Extracted information:
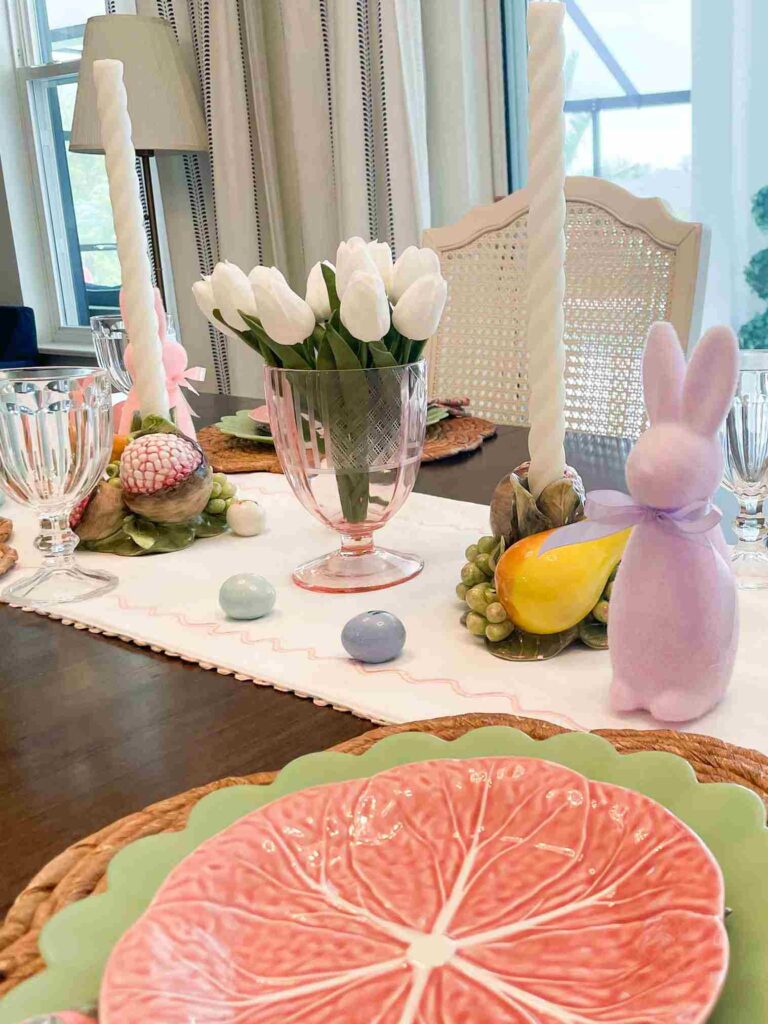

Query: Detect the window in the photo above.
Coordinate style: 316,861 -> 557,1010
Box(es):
11,0 -> 127,333
562,0 -> 691,217
502,0 -> 692,218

Required work:
Each entry above must be duplicated precisely; none of the pictures may be included.

Answer space:
Query: Detect the window in the photo above.
Coordinate style: 316,861 -> 557,1010
Box(es):
11,0 -> 127,333
562,0 -> 691,217
502,0 -> 692,218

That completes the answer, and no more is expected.